#### Work to be completed
Print each entry exactly, all the way through.

#### Source material
□ □ □ □ □
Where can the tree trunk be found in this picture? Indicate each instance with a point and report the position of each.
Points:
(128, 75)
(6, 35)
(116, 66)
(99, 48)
□ □ □ □ □
#### Response for this exercise
Where can the tree trunk be found in this picture? Indicate each instance with a point and report the position of each.
Points:
(128, 75)
(6, 35)
(116, 66)
(99, 48)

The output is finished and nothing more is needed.